[Records drawn from a data source]
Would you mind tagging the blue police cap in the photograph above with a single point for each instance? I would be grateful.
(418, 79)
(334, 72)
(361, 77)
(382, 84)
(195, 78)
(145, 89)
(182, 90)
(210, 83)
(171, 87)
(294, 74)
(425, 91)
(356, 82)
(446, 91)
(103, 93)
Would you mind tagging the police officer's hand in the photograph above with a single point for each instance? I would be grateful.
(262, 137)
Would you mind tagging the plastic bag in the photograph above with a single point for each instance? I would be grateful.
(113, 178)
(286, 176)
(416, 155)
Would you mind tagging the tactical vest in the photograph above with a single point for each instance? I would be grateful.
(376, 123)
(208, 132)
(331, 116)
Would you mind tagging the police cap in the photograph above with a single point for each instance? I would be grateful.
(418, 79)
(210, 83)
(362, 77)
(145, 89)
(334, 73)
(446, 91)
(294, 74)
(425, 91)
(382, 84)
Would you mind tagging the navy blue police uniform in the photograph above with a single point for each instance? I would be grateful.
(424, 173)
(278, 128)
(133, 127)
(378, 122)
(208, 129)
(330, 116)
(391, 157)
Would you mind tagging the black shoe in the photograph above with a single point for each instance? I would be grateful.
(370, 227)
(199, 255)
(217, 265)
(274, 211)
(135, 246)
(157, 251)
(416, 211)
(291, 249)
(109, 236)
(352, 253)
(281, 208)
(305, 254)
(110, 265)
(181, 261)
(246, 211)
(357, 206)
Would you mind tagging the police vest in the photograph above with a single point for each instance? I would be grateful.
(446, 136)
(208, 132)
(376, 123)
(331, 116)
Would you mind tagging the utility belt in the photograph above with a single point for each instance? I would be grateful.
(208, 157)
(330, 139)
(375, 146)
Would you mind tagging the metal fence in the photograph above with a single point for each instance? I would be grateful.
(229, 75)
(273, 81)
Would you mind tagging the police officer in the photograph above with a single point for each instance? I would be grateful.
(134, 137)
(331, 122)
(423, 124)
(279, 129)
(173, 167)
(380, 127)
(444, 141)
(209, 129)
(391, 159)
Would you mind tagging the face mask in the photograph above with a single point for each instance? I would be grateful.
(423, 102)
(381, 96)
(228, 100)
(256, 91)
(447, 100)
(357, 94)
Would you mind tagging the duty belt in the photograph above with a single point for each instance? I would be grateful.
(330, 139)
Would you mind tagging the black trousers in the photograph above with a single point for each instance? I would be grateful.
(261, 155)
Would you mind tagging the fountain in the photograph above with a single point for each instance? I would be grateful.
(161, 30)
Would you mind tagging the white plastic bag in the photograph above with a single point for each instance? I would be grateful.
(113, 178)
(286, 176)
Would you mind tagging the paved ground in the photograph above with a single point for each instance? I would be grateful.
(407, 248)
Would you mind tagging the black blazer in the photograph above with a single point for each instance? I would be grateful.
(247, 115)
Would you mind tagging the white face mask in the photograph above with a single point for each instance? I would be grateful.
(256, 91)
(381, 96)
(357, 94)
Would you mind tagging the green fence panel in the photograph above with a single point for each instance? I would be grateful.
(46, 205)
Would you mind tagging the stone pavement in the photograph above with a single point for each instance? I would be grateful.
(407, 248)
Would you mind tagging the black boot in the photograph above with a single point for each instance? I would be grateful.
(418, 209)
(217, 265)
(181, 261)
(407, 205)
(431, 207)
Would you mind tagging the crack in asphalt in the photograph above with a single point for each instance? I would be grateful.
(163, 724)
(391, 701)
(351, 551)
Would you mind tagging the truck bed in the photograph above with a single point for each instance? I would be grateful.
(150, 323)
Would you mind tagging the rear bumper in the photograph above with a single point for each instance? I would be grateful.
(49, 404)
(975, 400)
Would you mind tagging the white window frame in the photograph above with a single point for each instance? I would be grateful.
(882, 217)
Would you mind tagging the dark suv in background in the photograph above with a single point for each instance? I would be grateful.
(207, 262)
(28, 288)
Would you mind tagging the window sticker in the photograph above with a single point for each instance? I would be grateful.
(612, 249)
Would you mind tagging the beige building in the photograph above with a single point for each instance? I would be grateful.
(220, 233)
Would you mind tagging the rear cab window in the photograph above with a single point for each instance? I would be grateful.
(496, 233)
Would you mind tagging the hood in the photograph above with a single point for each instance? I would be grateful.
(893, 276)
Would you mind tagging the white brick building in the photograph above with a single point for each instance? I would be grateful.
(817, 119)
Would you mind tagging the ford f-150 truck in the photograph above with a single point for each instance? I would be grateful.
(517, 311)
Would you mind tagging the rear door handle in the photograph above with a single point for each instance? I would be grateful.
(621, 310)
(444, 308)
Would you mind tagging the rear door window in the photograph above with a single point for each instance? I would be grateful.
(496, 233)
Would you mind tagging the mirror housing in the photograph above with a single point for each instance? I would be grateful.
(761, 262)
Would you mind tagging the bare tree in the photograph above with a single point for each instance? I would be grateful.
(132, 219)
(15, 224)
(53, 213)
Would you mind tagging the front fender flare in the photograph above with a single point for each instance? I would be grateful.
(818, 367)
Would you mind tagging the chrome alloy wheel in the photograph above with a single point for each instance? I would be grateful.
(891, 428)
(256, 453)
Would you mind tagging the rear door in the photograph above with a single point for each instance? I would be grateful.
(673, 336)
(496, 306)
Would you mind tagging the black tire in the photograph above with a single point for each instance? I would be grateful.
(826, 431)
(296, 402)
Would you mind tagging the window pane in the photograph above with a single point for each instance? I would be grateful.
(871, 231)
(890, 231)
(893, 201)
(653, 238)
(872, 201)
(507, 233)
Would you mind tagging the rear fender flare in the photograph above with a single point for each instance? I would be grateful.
---
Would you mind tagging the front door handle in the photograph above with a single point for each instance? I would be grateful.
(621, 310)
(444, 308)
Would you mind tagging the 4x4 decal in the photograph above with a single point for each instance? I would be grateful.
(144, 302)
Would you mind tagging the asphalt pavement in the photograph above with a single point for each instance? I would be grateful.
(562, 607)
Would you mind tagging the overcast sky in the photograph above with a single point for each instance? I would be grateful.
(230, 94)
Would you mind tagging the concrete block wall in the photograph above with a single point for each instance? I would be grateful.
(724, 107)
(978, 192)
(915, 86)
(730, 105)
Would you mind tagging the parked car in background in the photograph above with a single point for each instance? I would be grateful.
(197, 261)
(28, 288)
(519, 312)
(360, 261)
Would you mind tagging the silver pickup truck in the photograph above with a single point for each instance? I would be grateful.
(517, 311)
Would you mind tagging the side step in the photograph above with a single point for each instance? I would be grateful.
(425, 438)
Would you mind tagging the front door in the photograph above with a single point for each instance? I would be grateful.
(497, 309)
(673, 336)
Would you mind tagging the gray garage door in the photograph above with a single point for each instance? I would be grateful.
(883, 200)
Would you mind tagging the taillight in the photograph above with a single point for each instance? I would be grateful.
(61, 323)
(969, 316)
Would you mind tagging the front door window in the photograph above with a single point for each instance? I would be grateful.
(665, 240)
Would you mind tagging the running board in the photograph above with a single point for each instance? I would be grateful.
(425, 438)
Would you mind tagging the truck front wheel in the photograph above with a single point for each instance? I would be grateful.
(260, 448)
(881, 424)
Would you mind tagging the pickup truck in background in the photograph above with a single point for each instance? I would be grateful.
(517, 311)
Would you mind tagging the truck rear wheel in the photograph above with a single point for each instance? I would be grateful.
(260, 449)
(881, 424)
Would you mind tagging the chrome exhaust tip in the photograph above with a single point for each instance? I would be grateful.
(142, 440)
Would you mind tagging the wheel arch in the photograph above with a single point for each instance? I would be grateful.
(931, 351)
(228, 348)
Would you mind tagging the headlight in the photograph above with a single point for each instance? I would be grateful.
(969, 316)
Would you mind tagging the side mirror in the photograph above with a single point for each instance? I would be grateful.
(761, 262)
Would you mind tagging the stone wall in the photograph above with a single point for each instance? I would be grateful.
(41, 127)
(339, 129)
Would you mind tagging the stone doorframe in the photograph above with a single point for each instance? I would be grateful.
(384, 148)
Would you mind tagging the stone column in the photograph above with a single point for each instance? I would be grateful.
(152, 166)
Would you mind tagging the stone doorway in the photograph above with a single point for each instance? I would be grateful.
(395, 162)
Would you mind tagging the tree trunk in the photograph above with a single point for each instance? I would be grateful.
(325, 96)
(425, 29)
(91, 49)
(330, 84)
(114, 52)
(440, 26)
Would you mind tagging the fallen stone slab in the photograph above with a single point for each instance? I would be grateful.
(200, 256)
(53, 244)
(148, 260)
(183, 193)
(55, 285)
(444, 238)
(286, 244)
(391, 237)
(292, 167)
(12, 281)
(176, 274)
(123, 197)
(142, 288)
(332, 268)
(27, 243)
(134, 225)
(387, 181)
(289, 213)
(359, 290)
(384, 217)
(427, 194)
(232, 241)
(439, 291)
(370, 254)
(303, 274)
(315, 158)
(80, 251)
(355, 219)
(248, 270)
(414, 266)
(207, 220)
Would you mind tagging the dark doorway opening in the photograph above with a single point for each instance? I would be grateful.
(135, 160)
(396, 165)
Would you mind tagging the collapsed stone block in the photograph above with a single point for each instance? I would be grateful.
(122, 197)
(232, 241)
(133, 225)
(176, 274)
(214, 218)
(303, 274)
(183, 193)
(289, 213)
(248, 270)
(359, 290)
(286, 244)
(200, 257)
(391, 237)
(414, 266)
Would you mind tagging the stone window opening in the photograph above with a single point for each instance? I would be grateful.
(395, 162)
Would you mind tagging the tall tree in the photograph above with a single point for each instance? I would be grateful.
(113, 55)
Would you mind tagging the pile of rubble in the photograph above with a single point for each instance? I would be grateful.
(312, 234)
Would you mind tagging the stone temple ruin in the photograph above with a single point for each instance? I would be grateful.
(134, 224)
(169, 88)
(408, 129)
==
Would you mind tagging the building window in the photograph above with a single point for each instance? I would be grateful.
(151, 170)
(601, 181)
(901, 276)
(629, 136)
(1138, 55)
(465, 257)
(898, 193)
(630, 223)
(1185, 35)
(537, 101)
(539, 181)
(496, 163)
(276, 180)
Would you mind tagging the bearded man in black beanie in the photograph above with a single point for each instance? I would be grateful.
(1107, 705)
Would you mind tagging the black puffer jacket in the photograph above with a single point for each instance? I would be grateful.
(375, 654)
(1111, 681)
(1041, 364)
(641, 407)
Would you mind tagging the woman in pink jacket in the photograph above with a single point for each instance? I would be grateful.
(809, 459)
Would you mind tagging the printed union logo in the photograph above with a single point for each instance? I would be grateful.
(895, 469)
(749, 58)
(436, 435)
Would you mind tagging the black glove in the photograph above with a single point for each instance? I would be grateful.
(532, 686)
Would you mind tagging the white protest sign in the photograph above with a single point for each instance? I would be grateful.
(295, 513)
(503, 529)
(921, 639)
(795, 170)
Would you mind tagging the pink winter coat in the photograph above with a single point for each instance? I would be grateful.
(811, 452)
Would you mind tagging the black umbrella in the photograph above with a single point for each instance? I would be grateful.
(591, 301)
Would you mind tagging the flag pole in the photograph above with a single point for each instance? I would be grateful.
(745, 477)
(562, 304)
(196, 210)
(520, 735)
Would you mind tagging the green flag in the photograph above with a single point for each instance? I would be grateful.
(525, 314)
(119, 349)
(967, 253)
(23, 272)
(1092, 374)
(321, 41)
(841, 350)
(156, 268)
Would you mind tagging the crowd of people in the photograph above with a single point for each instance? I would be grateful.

▸ Task goal
List every line of the records above that contains the word "side", and reproduce each such line in full.

▸ Reply
Would you mind tagging the side step in the photograph above with a single point for each instance? I would be grateful.
Would you mind tagging the side mirror in the photograph above with a single point for each instance? I would be grateful.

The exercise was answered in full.